++++ STORED DATA ++++

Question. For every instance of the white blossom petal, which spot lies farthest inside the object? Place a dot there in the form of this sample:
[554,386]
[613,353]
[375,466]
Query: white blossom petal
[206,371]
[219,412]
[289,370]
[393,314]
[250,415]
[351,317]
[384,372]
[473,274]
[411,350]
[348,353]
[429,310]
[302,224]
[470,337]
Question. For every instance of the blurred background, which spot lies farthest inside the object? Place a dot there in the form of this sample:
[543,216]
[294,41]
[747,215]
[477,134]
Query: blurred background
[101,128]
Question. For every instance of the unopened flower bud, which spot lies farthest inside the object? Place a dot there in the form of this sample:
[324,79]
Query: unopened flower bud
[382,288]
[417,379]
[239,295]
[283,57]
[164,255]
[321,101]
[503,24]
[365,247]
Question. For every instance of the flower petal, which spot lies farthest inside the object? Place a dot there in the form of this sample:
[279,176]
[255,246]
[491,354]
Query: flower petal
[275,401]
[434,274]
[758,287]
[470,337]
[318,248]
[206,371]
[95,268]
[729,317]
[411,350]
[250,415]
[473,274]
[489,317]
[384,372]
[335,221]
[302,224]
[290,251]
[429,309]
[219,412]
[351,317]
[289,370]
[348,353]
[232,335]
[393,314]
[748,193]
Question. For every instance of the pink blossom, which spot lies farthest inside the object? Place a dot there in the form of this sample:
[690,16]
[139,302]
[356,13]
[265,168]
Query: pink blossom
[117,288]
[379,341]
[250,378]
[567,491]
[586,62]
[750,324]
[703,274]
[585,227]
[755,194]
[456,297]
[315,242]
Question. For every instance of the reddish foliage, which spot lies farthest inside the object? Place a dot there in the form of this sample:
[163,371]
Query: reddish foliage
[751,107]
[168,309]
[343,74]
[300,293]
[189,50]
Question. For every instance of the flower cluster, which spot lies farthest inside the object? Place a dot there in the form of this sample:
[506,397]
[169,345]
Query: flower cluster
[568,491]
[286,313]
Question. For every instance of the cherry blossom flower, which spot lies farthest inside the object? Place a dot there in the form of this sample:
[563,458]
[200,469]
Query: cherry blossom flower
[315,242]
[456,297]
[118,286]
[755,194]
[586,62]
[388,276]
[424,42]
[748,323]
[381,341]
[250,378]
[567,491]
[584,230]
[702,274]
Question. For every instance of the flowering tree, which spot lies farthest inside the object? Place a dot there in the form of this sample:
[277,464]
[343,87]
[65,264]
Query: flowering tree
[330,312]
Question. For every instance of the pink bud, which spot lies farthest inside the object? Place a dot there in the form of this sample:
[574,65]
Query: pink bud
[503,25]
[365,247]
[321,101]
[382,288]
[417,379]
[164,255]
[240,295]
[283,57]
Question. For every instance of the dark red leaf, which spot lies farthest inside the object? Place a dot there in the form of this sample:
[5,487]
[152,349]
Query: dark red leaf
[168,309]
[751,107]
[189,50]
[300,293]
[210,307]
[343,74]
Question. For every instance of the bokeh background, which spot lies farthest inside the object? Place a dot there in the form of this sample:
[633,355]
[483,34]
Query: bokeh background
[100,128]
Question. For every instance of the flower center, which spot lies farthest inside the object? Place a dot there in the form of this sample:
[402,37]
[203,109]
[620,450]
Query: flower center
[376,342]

++++
++++ STORED DATA ++++

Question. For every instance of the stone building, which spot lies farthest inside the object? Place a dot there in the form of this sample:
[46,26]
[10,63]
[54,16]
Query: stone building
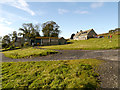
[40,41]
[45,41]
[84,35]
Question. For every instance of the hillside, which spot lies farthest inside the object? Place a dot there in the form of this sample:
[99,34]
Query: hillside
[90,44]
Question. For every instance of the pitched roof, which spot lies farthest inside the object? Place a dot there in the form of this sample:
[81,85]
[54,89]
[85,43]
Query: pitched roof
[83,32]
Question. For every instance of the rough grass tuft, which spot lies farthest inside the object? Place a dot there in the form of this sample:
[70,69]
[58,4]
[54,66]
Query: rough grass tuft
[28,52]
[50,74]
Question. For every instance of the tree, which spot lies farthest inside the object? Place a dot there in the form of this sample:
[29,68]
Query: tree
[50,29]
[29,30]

++++

◆ WRITTEN INSTRUCTION: Find every line in the listing above that contains the word "dark", and copy each one. Case counts.

◆ THE ANSWER:
Question. For every instance of the dark red leaf, which spot lies farthest inside the object? Place a dot there in the form of this sample:
Query: dark red leaf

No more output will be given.